PROMPT: Lay out the entries as a Markdown table with the columns Row and Line, numbering each row and leaving out blank lines. Begin at the first line of the entries and stop after the line that contains "positive clicks: (357, 141) (359, 148)".

MATERIAL TO PROCESS:
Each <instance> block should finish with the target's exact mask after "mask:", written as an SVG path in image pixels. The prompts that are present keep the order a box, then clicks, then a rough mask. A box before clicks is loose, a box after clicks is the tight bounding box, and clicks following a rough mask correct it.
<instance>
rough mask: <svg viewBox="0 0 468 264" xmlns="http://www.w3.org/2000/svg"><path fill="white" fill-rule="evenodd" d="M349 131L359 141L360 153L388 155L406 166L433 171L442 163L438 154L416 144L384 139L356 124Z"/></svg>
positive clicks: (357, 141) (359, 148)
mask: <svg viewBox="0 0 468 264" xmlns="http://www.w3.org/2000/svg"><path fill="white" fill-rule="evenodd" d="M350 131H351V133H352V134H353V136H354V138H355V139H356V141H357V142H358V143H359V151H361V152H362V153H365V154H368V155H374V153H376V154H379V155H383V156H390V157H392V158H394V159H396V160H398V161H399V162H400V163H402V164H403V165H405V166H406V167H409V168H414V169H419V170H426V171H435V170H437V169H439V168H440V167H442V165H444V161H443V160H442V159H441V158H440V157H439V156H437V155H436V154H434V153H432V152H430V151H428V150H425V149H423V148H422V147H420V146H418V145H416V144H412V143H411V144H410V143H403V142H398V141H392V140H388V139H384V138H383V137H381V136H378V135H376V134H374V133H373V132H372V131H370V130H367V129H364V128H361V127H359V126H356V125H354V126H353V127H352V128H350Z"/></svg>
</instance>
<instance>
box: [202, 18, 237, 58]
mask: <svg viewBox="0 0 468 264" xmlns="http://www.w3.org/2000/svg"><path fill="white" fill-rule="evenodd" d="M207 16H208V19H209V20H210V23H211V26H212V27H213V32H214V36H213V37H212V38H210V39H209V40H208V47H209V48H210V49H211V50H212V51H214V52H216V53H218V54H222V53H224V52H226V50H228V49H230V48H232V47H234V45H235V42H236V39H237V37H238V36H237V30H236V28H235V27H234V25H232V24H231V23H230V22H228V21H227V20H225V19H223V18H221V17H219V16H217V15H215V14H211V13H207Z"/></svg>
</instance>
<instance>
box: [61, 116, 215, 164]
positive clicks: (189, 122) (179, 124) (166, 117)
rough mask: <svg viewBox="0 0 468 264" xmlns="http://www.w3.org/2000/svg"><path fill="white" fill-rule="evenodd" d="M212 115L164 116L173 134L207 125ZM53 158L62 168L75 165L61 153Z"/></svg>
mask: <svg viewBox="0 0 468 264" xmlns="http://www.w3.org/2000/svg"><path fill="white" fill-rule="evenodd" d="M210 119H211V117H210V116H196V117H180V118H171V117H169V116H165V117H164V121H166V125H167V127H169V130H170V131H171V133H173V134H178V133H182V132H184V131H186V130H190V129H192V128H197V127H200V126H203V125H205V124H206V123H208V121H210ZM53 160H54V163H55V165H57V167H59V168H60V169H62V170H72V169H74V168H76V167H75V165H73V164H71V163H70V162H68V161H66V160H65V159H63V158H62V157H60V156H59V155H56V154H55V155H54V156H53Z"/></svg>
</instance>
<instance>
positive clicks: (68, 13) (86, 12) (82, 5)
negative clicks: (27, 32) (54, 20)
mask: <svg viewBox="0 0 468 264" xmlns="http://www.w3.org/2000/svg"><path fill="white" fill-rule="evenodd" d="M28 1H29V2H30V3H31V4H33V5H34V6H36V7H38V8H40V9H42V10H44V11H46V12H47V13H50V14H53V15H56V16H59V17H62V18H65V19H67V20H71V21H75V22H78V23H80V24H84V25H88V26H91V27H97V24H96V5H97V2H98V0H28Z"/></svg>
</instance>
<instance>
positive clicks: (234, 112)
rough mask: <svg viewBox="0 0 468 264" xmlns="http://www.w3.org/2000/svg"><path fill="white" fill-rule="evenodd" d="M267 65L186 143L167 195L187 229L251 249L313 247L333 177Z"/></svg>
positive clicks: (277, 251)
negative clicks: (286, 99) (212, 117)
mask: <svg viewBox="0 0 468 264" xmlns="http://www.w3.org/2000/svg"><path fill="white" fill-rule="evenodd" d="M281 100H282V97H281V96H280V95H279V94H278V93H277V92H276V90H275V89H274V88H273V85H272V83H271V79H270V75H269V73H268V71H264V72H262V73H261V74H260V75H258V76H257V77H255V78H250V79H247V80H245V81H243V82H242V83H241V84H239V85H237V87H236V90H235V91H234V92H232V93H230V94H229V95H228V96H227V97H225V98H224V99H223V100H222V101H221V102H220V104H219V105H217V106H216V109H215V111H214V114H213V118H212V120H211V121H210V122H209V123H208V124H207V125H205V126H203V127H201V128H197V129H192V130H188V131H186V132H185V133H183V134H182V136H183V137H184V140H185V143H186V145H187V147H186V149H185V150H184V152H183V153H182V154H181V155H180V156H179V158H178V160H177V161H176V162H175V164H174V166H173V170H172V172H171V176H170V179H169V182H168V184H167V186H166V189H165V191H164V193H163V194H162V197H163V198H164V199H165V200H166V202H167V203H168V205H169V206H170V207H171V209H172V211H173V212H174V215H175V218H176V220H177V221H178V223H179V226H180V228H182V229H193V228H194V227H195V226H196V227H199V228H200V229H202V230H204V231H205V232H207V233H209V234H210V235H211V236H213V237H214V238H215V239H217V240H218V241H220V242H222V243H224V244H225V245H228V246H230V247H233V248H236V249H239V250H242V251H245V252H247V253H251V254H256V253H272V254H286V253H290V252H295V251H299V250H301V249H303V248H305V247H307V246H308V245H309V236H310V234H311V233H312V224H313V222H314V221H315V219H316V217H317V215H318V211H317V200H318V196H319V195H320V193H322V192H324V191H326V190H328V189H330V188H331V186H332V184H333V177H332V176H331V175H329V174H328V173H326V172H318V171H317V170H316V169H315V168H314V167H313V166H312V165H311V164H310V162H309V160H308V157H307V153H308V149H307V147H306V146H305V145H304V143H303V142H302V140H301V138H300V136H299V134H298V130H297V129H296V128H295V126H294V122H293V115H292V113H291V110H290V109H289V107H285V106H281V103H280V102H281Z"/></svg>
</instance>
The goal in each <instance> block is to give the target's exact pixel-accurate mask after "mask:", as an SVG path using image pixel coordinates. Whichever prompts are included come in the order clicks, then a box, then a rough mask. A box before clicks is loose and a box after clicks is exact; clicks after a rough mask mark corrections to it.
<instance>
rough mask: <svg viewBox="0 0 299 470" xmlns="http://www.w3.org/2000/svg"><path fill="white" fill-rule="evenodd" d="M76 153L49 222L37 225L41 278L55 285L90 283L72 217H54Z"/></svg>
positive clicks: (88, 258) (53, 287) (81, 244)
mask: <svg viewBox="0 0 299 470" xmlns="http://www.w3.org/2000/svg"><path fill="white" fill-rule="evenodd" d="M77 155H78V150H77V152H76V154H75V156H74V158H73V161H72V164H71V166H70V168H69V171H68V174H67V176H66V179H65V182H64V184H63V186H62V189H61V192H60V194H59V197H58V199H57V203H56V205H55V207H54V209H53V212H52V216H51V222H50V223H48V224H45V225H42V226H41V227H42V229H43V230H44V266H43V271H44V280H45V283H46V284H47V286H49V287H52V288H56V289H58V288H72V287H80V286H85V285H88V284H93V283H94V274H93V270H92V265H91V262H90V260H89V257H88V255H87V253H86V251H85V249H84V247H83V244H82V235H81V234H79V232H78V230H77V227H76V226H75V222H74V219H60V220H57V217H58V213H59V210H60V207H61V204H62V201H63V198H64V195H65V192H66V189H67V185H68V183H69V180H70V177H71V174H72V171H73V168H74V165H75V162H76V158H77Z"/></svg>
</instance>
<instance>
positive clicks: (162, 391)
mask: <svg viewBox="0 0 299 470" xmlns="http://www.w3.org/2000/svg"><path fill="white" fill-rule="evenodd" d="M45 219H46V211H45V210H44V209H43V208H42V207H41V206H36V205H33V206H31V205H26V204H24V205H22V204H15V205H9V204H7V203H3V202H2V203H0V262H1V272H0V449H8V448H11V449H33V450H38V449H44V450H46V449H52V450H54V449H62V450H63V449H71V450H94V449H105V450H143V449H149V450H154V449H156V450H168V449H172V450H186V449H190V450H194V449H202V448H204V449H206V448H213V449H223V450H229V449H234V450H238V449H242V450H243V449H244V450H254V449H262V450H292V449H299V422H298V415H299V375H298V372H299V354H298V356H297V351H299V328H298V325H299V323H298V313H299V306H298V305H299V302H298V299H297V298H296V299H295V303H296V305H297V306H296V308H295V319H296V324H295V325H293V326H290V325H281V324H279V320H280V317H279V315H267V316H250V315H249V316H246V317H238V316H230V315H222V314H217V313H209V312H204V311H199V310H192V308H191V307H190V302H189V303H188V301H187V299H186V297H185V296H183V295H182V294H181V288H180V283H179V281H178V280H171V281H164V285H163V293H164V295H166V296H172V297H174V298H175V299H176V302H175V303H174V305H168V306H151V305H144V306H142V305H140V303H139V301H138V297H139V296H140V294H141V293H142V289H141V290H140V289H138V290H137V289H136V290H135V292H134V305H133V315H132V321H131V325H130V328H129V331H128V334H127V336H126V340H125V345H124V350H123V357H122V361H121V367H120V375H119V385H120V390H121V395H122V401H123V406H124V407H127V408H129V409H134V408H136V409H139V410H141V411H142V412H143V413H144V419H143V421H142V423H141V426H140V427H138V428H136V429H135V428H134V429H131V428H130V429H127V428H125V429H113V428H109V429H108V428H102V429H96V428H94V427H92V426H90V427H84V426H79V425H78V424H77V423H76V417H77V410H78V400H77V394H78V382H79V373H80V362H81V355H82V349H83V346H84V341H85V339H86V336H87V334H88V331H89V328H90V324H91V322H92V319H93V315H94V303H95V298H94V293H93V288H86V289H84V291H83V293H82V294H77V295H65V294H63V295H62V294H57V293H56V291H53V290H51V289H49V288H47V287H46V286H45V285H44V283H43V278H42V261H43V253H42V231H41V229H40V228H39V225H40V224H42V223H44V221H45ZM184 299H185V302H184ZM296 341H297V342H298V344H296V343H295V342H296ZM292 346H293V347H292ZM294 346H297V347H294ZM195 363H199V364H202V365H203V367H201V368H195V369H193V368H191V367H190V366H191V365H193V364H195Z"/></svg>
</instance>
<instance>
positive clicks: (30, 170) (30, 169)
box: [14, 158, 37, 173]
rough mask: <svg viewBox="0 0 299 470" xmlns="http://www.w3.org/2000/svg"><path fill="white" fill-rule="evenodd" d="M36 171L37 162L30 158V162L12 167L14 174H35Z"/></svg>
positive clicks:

FINISHED EXERCISE:
| Row | Line |
|---|---|
| 1 | Each <instance> block should finish with the target's exact mask after "mask:", written as an SVG path in image pixels. The prompts that are present keep the order a box, then clicks, then a rough mask. A box before clicks is loose, a box after clicks is the tight bounding box, and clicks following a rough mask correct it. |
| 2 | <instance> |
| 3 | rough mask: <svg viewBox="0 0 468 264" xmlns="http://www.w3.org/2000/svg"><path fill="white" fill-rule="evenodd" d="M349 131L359 141L360 153L388 155L406 166L433 171L442 163L438 154L416 144L384 139L356 124Z"/></svg> |
| 4 | positive clicks: (357, 141) (359, 148) |